▸ Selected text:
>>>>

Of course - I'm harboring a secret hope that redecorating my cubicle will, of course, bring about the need for me to move (I'm applying for an internal transfer). I'd be *more than happy* to redo everything if I get this new job.


----------



## niblique71 (Dec 2, 2009)

How about something like this for an "Inbox"?? Coffin Mailbox


----------



## CarolTerror (Aug 10, 2010)

Rahnefan said:


> I cut letters from self-adhesive vinyl to form some Lovecraftian text (Cthulhu Fhtaghn etc) as a three-inch border near the ceiling, in 2008. Then I put eyes and tentacles all over the walls.
> 
> This is easy and fun, check it out:
> 
> ...


Wow - I really like these ideas a lot!! My cubie is gray, but I still think that eyes and tentacles and such could still be really effective, and certainly a lot easier to move than other decorations (see previous post).

Interestingly enough, I was trying to work out what to do with my cubicle clips which are invaluable, but not very thematic. Maybe I can do some Sculpey Elder Signs and Cthulhu sigils, and affix them to the cubie clips with hot glue? I like it!! I need to work with this... thank you very much!!


----------



## CarolTerror (Aug 10, 2010)

niblique71 said:


> How about something like this for an "Inbox"?? Coffin Mailbox


These are pretty amazing!! I may even need to take some inspiration from these for my home haunt (which needs revamping, too). Thanks for pointing them out!!


----------

<<<<

▸ Objectives:
[a] Reproduce the cubicle-decorating thread word for word, beginning at the words "Wow - I really" and stopping after "(see previous post).".
[b] Collect every line of the records that contains the string "lock", and copy each one unchanged.

▸ Entries:
>>>>

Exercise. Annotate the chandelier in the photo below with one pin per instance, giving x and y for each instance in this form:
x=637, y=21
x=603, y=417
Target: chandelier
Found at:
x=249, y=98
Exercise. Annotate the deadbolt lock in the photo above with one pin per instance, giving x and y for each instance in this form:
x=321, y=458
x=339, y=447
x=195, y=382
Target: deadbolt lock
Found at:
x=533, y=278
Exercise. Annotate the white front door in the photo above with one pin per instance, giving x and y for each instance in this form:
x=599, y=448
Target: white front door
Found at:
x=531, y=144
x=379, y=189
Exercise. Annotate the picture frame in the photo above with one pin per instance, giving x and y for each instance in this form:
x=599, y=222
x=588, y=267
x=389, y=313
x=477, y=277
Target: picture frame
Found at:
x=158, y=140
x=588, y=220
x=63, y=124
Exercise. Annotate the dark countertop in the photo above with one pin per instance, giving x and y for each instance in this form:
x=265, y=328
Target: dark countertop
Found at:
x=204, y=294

<<<<

▸ Answer set:
[a]
Wow - I really like these ideas a lot!! My cubie is gray, but I still think that eyes and tentacles and such could still be really effective, and certainly a lot easier to move than other decorations (see previous post).

[b]
Exercise. Annotate the deadbolt lock in the photo above with one pin per instance, giving x and y for each instance in this form:
Target: deadbolt lock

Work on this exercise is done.